▶ **Tugas yang Dikerjakan**
1. Untuk tiap pernyataan berikut, tentukan apakah sesuai dengan artikel tentang jurnalisme kebinekaan. Jawab ya atau tidak, lalu kutip persis kata-kata artikel yang menentukan jawabannya. (a) Penulis diundang oleh Kementerian Luar Negeri Australia pada tahun 2015. (b) Penulis menerjemahkan kata kebinekaan menjadi diversity. (c) Penulis mulai memikirkan konsep jurnalisme kebinekaan sejak menjadi jurnalis di Jakarta.
2. Tuliskan kembali persis bagian artikel tentang jurnalisme kebinekaan, mulai dari "Jurnalisme Kebinekaan Jadi" dan berakhir pada "dibandingkan dengan diversity.".

▶ **Blok Teks**
Jurnalisme Kebinekaan Jadi Solusi di Era Pandemi, Polarisasi dan Disrupsi
Andika Hendra Mustaqim
Ketika saya diundang oleh Kementerian Luar Negeri Australia pada tahun 2015 silam untuk berkunjung ke Negeri Kanguru, saya pernah ditanya oleh komunitas jurnalis Australia tentang konsep jurnalisme seperti apa yang mampu mempersatukan bangsa Indonesia hingga tetap bersatu dan kokoh? Saya langsung menjawab, “kebinekaan journalism”. Saya sengaja tidak menerjemahkan kebinekaan dengan diversity, karena menurut saya kebinekaan lebih luas dan lebih dalam dibandingkan dengan diversity.
Pose bersama redaksi KORAN SINDO saat rapat redaksi di Jakarta. Bekerja di ranah media perlu mengembangkan "Jurnalisme Kebinekaan" untuk mengedepankan persatuan dan kemajuan negara dan bangsa. |
Konsep jurnalisme kebinekaan bukan asal jawab, atau ide spontanitas. Saya pernah memikirkan konsep tersebut sejak menjadi jurnalis di salah satu harian di Denpasar, Bali pada 2006 dulu hingga hijrah ke ibu kota. Berdasarkan pengalaman dan refleksi saya, jurnalisme kebinekaan merupakan ruh dari aktivitas jurnalisme di Indonesia dalam berkontribusi dalam pembangunan ekonomi hingga konstruksi peradaban bangsa Indonesia. Jurnalisme kebinekaan menjadi salah satu pilar penting dalam sistem kebangsaan dan menjadi bagian dari nasionalisme dan patriotisme. Dengan jurnalisme kebinekaan, jurnalis di Indonesia selalu mengedepankan kepentingan keindonesiaan, dibandingkan kepentingan kelompok. Itulah penjelasan saya di depan sekumpulan jurnalis Australia.

▶ **Kumpulan Entri**
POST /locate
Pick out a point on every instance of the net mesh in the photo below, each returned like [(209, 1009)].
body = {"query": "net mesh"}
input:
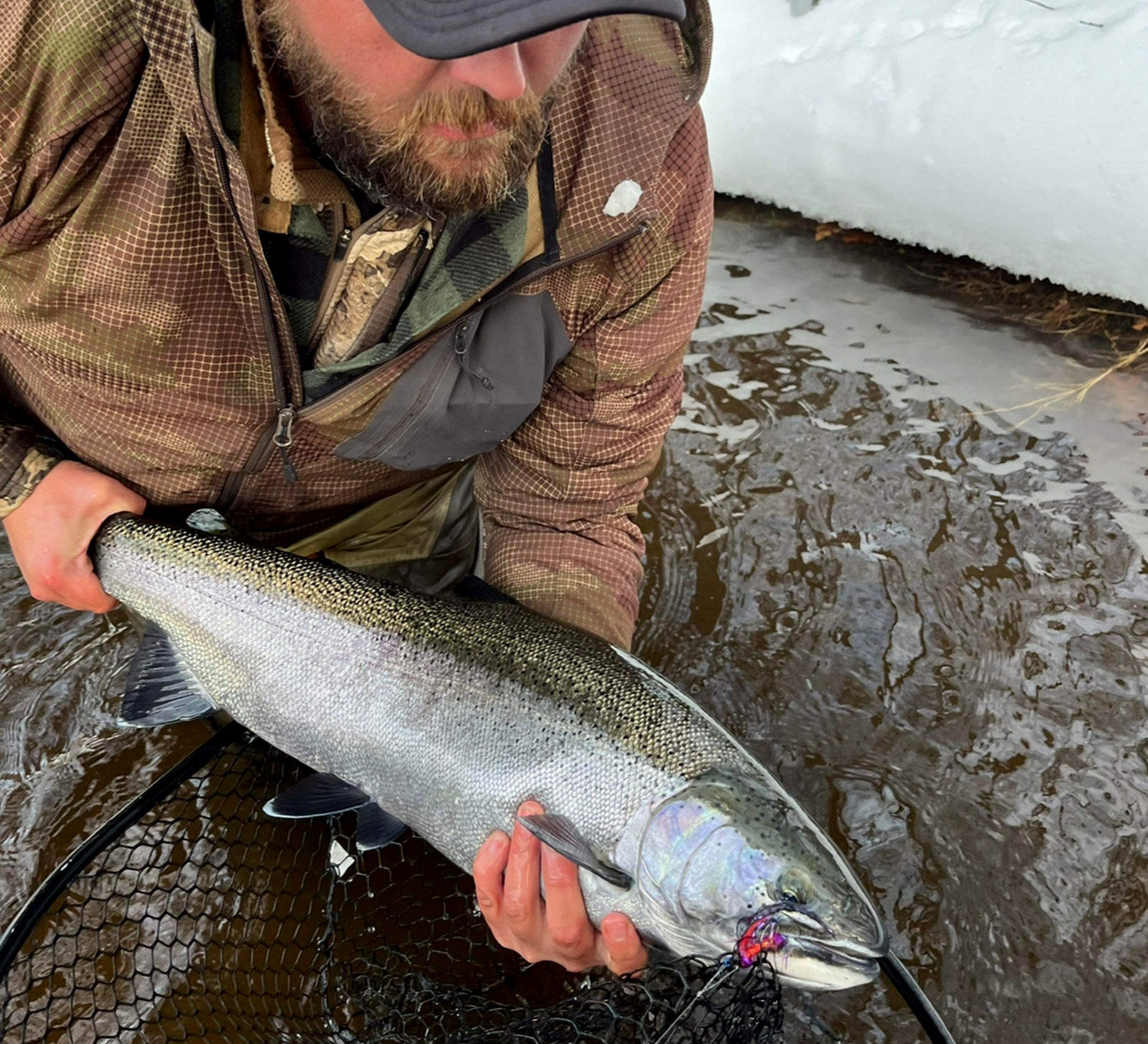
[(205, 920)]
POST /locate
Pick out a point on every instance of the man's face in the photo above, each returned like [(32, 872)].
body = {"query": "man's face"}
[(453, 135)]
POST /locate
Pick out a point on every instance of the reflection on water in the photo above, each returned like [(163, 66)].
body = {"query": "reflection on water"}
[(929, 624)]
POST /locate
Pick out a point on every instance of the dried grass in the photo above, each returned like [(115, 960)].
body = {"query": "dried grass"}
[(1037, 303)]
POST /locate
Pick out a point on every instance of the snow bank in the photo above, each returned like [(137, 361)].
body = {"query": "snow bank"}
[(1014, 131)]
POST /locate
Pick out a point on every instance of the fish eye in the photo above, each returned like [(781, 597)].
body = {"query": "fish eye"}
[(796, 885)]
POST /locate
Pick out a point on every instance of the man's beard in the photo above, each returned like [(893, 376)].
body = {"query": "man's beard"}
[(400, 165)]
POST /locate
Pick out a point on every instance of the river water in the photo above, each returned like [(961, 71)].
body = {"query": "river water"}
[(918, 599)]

▶ **Jawaban Tiap Tugas**
1.
(a) Ya: "Ketika saya diundang oleh Kementerian Luar Negeri Australia pada tahun 2015 silam"
(b) Tidak: "Saya sengaja tidak menerjemahkan kebinekaan dengan diversity"
(c) Tidak: "sejak menjadi jurnalis di salah satu harian di Denpasar, Bali pada 2006 dulu"

2.
Jurnalisme Kebinekaan Jadi Solusi di Era Pandemi, Polarisasi dan Disrupsi
Andika Hendra Mustaqim
Ketika saya diundang oleh Kementerian Luar Negeri Australia pada tahun 2015 silam untuk berkunjung ke Negeri Kanguru, saya pernah ditanya oleh komunitas jurnalis Australia tentang konsep jurnalisme seperti apa yang mampu mempersatukan bangsa Indonesia hingga tetap bersatu dan kokoh? Saya langsung menjawab, “kebinekaan journalism”. Saya sengaja tidak menerjemahkan kebinekaan dengan diversity, karena menurut saya kebinekaan lebih luas dan lebih dalam dibandingkan dengan diversity.